Text under study:
========

Michael Kagan, its chief technology officer, said other uses of processing power, such as the artificial intelligence chatbot ChatGPT were more worthwhile than mining crypto.
To be fair, Nvidia was never a big fan of cryptocurrency. It even released software that artificially borked its graphics cards from being used to mine the popular Ethereum cryptocurrency to ensure supply went to its preferred customers instead.
Kagan said the decision was justified because of the limited value of using processing power to mine cryptocurrencies. While he didn’t use the word “Ponzi scheme”, it was pretty much what he was implying. The first version ChatGPT was trained on a supercomputer with about 10,000 Nvidia graphics cards and was a more noble endeavour – even if it might ultimately bring civilisation to an end.
“All this crypto stuff, it needed parallel processing, and [Nvidia] is the best, so people just programmed it to use for this purpose. They bought a lot of stuff, and then eventually it collapsed, because it doesn’t bring anything useful for society. AI does,” Kagan told the Guardian.

========

Data excerpts:
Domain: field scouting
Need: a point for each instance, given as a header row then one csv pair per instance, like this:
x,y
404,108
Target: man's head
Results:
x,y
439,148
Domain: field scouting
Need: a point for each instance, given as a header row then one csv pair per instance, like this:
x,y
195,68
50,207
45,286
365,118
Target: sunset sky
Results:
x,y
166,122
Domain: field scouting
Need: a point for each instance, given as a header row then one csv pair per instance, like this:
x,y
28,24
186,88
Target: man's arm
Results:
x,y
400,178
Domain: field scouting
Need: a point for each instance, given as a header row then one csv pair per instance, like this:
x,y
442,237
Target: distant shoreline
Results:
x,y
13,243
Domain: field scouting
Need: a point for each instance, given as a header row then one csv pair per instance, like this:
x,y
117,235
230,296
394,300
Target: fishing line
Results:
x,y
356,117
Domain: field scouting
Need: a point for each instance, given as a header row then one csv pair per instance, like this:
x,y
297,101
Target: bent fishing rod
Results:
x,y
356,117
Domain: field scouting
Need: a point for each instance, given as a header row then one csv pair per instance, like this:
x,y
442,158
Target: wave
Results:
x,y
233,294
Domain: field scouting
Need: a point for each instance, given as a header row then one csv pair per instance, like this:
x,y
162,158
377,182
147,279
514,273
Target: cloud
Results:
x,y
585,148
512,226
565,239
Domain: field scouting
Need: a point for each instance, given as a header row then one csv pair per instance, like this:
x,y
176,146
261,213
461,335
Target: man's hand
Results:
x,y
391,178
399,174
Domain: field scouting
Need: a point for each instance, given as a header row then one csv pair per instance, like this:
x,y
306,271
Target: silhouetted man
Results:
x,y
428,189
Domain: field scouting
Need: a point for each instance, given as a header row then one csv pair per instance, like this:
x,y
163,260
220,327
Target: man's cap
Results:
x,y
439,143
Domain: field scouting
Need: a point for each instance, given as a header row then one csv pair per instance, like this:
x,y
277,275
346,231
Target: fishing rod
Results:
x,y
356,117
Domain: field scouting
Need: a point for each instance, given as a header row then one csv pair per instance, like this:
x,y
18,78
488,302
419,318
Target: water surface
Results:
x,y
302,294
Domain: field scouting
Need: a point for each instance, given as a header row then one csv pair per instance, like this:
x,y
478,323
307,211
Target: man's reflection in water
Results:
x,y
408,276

========

What you need to do:
A. For each statement about the passage on Nvidia and cryptocurrency, answer yes or no and quote the words that decide it: (i) The first version of ChatGPT was trained on a supercomputer with about 10,000 Nvidia graphics cards. (ii) Kagan called cryptocurrency mining a Ponzi scheme in so many words. (iii) Nvidia released software meant to stop its graphics cards from being used to mine Ethereum.
B. Carry on the passage on Nvidia and cryptocurrency, picking up right after its last sentence.

Answers to the exercises:
A.
(i) Yes: "The first version ChatGPT was trained on a supercomputer with about 10,000 Nvidia graphics cards"
(ii) No: "While he didn’t use the word “Ponzi scheme”, it was pretty much what he was implying."
(iii) Yes: "It even released software that artificially borked its graphics cards from being used to mine the popular Ethereum cryptocurrency"

B.
“With ChatGPT, everybody can now create his own machine, his own programme: you just tell it what to do, and it will. And if it doesn’t work the way you want it to, you tell it ‘I want something different’.”
Ironically Kagan founded an outfit called Mellanox which was propped by crypto until it was bought by Nvidia.
“We were heavily involved in also trading: people on Wall Street were buying our stuff to save a few nanoseconds on the wire, the banks were doing crazy things like pulling the fibres under the Hudson taut to make them a little bit shorter, to save a few nanoseconds between their datacentre and the stock exchange,” he said.
“I never believed that [crypto] is something that will do something good for humanity. You know, people do crazy things, but they buy your stuff, you sell them stuff. But you don’t redirect the company to support whatever it is.”